* Written request *
Convert everything from the first line of the items below down to the line containing "M 291 408 L", both ends included, into a Markdown table with the columns Row and Line. Number each row and skip blank lines.

* Provided data *
#####

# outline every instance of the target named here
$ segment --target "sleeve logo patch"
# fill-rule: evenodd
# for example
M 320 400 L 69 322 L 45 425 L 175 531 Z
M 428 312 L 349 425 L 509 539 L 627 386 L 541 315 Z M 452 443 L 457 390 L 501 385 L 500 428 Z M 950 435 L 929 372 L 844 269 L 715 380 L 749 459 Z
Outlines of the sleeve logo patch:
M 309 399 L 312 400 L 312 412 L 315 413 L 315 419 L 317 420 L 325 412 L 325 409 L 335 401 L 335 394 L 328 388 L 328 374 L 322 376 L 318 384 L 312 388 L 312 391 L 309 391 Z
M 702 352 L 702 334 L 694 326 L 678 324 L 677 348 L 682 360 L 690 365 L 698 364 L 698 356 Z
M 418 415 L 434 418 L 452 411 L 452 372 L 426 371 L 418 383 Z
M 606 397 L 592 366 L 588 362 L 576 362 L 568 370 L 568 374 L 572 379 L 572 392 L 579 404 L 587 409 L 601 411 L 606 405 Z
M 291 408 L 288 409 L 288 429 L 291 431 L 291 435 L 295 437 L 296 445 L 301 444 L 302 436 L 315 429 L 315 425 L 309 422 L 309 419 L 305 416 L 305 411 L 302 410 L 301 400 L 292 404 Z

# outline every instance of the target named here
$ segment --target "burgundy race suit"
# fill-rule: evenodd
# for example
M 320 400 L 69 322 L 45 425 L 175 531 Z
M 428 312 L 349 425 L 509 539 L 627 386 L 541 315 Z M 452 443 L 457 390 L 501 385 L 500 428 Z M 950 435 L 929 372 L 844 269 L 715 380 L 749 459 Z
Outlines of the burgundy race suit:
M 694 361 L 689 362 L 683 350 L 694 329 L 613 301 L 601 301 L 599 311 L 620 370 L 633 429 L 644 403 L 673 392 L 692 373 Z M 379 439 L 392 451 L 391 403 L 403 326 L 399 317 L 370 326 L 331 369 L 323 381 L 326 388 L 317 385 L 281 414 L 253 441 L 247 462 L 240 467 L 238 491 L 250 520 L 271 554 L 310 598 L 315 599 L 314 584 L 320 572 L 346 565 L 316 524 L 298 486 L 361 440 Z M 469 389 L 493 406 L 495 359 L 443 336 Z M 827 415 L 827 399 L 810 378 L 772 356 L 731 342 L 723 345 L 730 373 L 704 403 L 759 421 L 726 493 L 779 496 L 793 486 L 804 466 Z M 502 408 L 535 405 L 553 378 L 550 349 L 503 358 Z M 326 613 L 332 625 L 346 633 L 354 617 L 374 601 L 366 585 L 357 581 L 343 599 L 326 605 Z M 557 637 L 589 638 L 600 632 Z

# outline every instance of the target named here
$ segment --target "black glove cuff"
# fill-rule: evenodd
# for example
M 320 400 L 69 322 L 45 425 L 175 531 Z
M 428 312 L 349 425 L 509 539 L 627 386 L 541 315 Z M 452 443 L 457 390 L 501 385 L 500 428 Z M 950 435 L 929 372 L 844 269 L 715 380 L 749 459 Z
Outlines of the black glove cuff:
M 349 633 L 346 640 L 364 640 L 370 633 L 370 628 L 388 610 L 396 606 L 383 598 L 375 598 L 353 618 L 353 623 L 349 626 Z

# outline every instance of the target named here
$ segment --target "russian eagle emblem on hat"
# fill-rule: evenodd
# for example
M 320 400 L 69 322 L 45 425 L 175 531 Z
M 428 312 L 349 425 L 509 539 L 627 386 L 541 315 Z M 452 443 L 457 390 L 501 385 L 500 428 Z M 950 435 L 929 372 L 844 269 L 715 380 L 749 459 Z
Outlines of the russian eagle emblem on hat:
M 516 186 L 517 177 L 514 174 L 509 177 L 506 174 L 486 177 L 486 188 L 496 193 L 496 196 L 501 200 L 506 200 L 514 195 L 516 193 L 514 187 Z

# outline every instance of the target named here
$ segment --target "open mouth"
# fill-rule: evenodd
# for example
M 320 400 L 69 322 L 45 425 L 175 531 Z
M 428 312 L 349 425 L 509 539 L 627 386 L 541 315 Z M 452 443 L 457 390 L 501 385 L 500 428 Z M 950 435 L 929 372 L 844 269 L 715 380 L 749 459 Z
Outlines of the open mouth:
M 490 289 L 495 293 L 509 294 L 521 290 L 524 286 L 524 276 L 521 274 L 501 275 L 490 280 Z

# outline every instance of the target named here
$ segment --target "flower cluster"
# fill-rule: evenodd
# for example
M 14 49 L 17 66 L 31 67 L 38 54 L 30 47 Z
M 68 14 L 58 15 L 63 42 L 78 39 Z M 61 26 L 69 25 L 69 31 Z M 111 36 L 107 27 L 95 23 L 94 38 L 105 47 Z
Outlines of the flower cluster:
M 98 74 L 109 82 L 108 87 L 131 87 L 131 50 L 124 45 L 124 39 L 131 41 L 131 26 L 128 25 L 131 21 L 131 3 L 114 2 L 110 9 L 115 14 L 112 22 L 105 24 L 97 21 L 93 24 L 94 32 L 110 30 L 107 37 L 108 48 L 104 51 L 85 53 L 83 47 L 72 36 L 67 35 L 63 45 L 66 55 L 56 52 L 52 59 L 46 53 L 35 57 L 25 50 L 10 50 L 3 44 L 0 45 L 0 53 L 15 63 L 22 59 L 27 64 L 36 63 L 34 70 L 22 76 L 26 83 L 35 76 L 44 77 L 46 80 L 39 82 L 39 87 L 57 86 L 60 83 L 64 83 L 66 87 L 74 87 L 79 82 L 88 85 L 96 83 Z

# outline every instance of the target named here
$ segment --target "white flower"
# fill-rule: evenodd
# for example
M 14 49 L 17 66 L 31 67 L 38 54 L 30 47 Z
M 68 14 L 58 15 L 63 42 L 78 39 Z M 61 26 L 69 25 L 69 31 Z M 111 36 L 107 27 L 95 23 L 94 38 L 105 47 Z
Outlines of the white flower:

#####

* Written reply *
| Row | Line |
|---|---|
| 1 | # outline every instance of the target named here |
| 2 | $ segment --target "sleeve logo patch" |
| 3 | # fill-rule: evenodd |
| 4 | # for example |
| 5 | M 320 400 L 69 322 L 45 425 L 175 531 Z |
| 6 | M 428 312 L 349 425 L 509 539 L 627 386 L 541 315 Z M 452 443 L 457 390 L 501 385 L 500 428 Z M 950 435 L 929 372 L 844 269 L 715 380 L 749 459 Z |
| 7 | Outlines of the sleeve logo patch: |
| 8 | M 309 399 L 312 400 L 312 412 L 315 413 L 315 419 L 317 420 L 325 412 L 325 409 L 335 401 L 335 394 L 328 388 L 328 374 L 322 376 L 318 384 L 312 388 L 312 391 L 309 391 Z |
| 9 | M 702 352 L 702 334 L 694 326 L 678 324 L 677 348 L 682 360 L 690 365 L 698 364 L 698 356 Z |
| 10 | M 418 415 L 434 418 L 452 411 L 452 372 L 426 371 L 418 383 Z |
| 11 | M 606 397 L 592 366 L 588 362 L 576 362 L 568 370 L 568 374 L 572 379 L 572 392 L 579 404 L 587 409 L 601 411 L 606 405 Z |
| 12 | M 291 408 L 288 409 L 288 429 L 291 431 L 291 435 L 295 437 L 296 445 L 301 444 L 302 436 L 315 429 L 315 425 L 309 422 L 309 419 L 305 416 L 305 411 L 302 410 L 301 400 L 292 404 Z |